**Task instructions**
Format everything in the items below, from the line containing "the white saucer" down to the line containing "[289,313,411,640]", both included, as a numbered list with blank lines left out.

Records excerpted from a collection
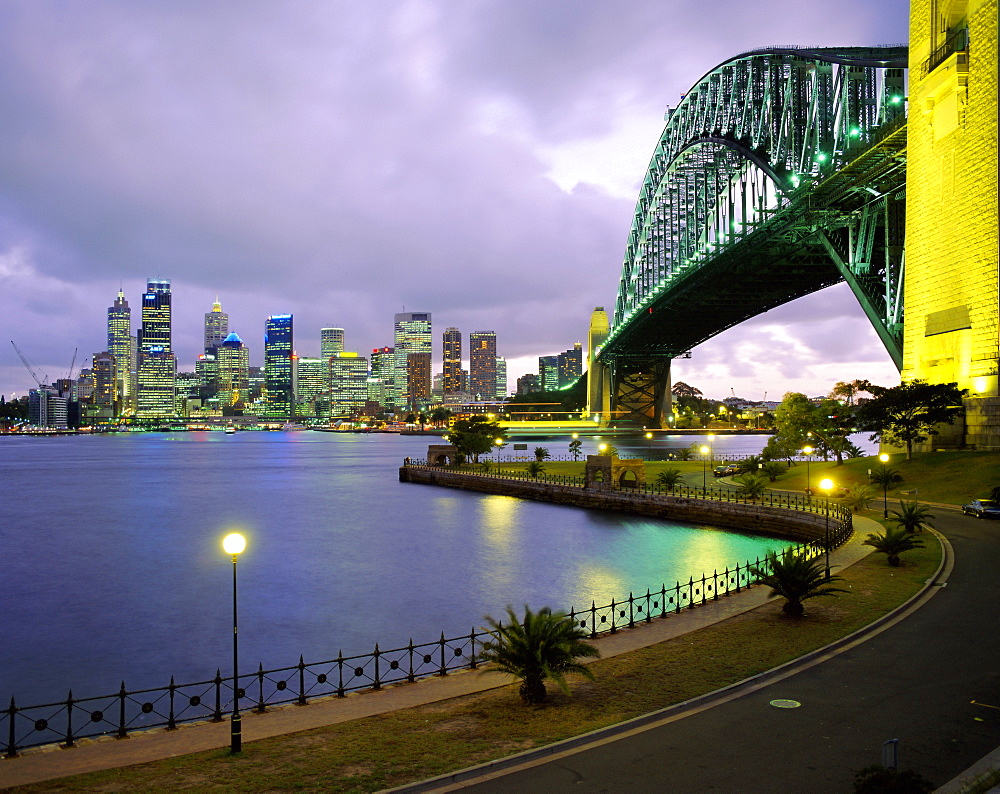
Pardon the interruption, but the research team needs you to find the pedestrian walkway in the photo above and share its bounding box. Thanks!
[0,517,880,788]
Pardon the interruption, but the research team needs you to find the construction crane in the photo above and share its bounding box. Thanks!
[10,339,47,389]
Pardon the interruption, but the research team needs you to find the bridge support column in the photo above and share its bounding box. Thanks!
[611,357,671,428]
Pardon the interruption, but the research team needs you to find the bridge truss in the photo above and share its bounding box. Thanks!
[598,47,907,425]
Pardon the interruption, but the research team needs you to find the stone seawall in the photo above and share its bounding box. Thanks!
[399,466,839,543]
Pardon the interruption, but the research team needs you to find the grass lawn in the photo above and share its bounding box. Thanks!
[25,524,940,792]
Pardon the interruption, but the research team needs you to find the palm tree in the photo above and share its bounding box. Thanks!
[479,604,600,704]
[889,499,934,532]
[750,549,847,618]
[862,526,924,568]
[736,474,768,499]
[526,460,545,477]
[656,469,684,491]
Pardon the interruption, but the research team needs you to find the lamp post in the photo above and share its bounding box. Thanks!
[819,479,833,581]
[878,452,889,519]
[222,532,247,755]
[802,447,813,499]
[701,447,708,492]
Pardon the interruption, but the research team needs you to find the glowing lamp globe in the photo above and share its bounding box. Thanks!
[222,532,247,554]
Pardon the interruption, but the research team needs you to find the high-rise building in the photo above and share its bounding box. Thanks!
[538,356,559,391]
[558,342,583,389]
[90,351,118,416]
[108,290,136,413]
[205,295,229,353]
[441,328,464,397]
[496,356,507,400]
[406,352,431,411]
[319,328,344,363]
[469,331,497,400]
[368,347,396,408]
[136,279,177,419]
[390,312,433,409]
[264,314,295,419]
[215,333,250,408]
[330,351,370,416]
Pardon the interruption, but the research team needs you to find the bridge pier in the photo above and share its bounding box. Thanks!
[611,356,671,429]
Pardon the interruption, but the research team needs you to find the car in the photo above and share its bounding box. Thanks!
[962,499,1000,518]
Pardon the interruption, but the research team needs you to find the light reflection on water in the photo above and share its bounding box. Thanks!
[0,432,796,704]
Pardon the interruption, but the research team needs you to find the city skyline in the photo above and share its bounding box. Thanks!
[0,0,907,399]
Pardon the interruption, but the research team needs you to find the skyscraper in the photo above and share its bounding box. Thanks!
[215,333,250,410]
[441,328,463,397]
[319,328,344,363]
[390,312,433,409]
[205,295,229,353]
[469,331,497,400]
[264,314,294,419]
[108,290,135,415]
[136,279,177,419]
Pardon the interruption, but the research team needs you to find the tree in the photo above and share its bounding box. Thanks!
[857,380,967,460]
[655,469,684,491]
[750,549,847,618]
[889,499,934,532]
[862,526,924,568]
[445,416,507,463]
[479,604,600,704]
[736,474,768,500]
[525,460,545,477]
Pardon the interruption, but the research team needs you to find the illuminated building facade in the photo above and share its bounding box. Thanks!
[264,314,295,419]
[901,0,1000,450]
[205,295,229,353]
[469,331,497,400]
[389,312,432,409]
[135,279,177,419]
[108,290,136,415]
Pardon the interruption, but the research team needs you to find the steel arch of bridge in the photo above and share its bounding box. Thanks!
[598,47,907,424]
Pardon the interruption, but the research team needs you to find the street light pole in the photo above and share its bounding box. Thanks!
[819,479,833,581]
[878,452,889,519]
[222,532,247,755]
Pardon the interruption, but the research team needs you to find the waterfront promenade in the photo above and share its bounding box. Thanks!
[0,519,877,788]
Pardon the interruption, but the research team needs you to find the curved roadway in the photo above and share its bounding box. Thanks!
[432,507,1000,794]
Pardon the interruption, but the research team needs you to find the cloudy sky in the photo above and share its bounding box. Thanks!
[0,0,908,399]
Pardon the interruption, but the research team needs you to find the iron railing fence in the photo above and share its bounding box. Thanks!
[0,467,852,758]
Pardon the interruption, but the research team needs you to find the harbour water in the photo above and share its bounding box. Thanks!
[0,432,796,704]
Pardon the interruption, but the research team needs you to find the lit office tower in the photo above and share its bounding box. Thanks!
[368,347,395,407]
[90,351,118,416]
[135,279,177,419]
[319,328,344,362]
[390,312,432,408]
[215,334,250,408]
[330,352,369,416]
[469,331,497,400]
[205,295,229,353]
[497,356,507,400]
[406,353,431,411]
[108,290,135,413]
[264,314,294,418]
[441,328,462,395]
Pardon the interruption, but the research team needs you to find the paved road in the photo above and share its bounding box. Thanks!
[446,509,1000,794]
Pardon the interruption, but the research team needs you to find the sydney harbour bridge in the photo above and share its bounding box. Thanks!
[590,46,907,427]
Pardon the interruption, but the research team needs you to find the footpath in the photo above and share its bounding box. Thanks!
[0,518,992,789]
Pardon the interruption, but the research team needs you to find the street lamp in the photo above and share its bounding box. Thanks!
[819,479,833,581]
[222,532,247,755]
[802,447,813,499]
[701,447,708,492]
[878,452,889,519]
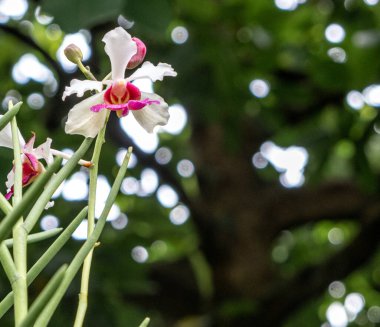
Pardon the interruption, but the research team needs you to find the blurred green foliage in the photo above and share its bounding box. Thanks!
[0,0,380,327]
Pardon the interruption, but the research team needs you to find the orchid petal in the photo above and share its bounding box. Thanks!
[0,115,25,149]
[65,91,107,138]
[5,169,15,190]
[102,27,137,81]
[32,138,54,164]
[127,61,177,82]
[23,132,36,153]
[132,93,170,133]
[62,79,103,101]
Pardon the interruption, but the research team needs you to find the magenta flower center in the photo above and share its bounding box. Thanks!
[104,81,141,104]
[90,80,160,117]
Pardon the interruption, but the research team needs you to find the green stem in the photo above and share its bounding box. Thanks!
[0,242,17,283]
[9,102,28,326]
[74,111,110,327]
[0,207,87,318]
[0,193,12,215]
[20,265,67,327]
[0,158,62,245]
[36,148,132,327]
[0,102,22,131]
[24,138,93,232]
[76,60,96,81]
[4,227,63,247]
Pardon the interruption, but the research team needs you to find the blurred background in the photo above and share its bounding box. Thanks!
[0,0,380,327]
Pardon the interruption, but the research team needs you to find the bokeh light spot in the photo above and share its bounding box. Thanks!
[111,213,128,230]
[171,26,189,44]
[157,185,178,208]
[249,79,270,98]
[169,204,190,225]
[325,23,346,43]
[154,147,173,165]
[40,215,59,230]
[131,245,149,263]
[26,93,45,110]
[329,281,346,299]
[177,159,195,177]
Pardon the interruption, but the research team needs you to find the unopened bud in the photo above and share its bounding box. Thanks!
[127,37,146,69]
[63,44,83,65]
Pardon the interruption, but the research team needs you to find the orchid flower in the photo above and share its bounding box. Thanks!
[0,121,92,200]
[0,124,53,200]
[62,27,177,138]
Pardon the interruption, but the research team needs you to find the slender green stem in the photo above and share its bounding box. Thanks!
[24,138,93,236]
[36,148,132,327]
[139,317,150,327]
[0,207,87,318]
[4,227,63,247]
[0,193,12,215]
[0,242,17,283]
[0,158,62,245]
[20,265,67,327]
[0,102,22,131]
[9,102,28,326]
[74,111,110,327]
[76,60,96,81]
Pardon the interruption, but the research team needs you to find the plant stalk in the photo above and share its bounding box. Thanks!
[74,111,110,327]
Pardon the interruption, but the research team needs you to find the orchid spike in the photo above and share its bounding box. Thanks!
[0,121,92,200]
[62,27,177,138]
[0,132,53,200]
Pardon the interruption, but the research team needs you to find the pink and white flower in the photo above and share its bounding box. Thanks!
[0,124,53,200]
[62,27,177,137]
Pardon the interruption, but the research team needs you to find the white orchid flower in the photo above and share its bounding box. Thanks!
[0,121,53,200]
[0,121,92,200]
[62,27,177,138]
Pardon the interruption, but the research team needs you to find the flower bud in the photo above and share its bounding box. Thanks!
[127,37,146,69]
[63,43,83,64]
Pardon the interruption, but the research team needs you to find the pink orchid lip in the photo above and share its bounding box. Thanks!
[5,153,42,200]
[90,99,160,117]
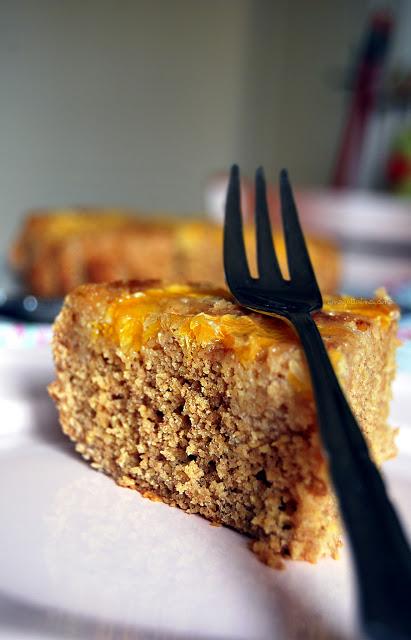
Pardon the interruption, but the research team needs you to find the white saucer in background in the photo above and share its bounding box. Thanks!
[0,340,411,640]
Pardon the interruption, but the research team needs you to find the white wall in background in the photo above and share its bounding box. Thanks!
[0,0,367,253]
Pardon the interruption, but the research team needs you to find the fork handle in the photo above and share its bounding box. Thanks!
[289,313,411,640]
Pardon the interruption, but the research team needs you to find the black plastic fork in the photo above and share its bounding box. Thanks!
[224,165,411,640]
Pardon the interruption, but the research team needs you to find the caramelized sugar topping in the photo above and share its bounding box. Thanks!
[93,285,398,361]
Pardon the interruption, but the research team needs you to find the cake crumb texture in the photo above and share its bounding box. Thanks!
[50,282,398,567]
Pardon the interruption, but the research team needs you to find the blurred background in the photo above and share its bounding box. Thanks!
[0,0,411,298]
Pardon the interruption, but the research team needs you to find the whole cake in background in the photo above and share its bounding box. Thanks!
[50,282,399,566]
[10,209,340,297]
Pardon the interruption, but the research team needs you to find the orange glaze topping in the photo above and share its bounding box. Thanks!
[94,285,398,361]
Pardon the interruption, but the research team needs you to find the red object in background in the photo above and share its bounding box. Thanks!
[332,11,393,187]
[387,151,411,186]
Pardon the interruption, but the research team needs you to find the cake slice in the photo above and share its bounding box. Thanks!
[50,282,398,565]
[10,209,340,297]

**Reply**
1. Pardon the interruption, but the research team needs you to find the white saucer in background in the photo above and share its bounding box. Thanks!
2. [0,340,411,640]
3. Pardon the interruption, but the research team needs you to find the white wall in background in the photo above and share its bounding box. Thanks!
4. [0,0,367,253]
5. Pardon the interruption, but the research team needs you to find the fork handle in the photo above and share its bounding box. Thanks!
6. [289,313,411,640]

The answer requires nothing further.